• _Alıştırma açıklaması_:
Reklam filmiyle ilgili metne göre, Kültür ve Turizm Bakanlığı'nın seyahat rehberi platformunun adı nedir?

• _Alıştırma metni_:
########################################
Dışişleri Bakanı Mevlüt Çavuşoğlu'nun 'turistin görebileceği herkesi aşılayacağız' açıklamasından sonra Kültür ve Turizm Bakanlığı'nın 'Go Türkiye' isimli seyahat rehberi platformunun turistler için hazırladığı reklam filmi sosyal medyada tartışma konusu oldu.
HaberTürk gazetesi yazarı Fatih Altaylı bugünkü köşe yazısında, geçtiğimiz günlerde Kültür ve Turizm Bakanlığı'nın yurt dışına tanıtım yaptığı 'aşılama' reklamına tepkide bulunarak, "“Biz PCR testi olmadan, HES kodu olmadan helaya gidemiyoruz, elin oğlu elini kolunu sallayarak ülkeye geliyor. Biz ise kulağımıza ‘Aşılıyız’ küpesi takmış bekliyoruz. Bir de kısırlaştırılırsak dört dörtlük olacak" sert bir eleştiride bulundu.
########################################
• _Kaynak malzeme_:
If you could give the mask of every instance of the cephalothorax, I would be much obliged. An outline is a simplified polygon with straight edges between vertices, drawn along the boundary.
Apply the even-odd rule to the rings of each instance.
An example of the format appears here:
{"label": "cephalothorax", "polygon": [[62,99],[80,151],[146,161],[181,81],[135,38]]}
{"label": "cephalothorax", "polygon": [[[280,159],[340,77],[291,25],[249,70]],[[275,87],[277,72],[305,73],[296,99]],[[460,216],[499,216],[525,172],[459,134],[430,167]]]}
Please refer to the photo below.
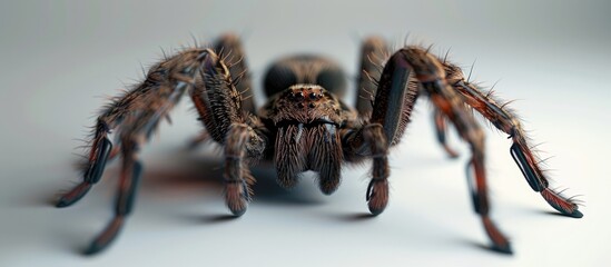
########################################
• _Çözüm_:
Go Türkiye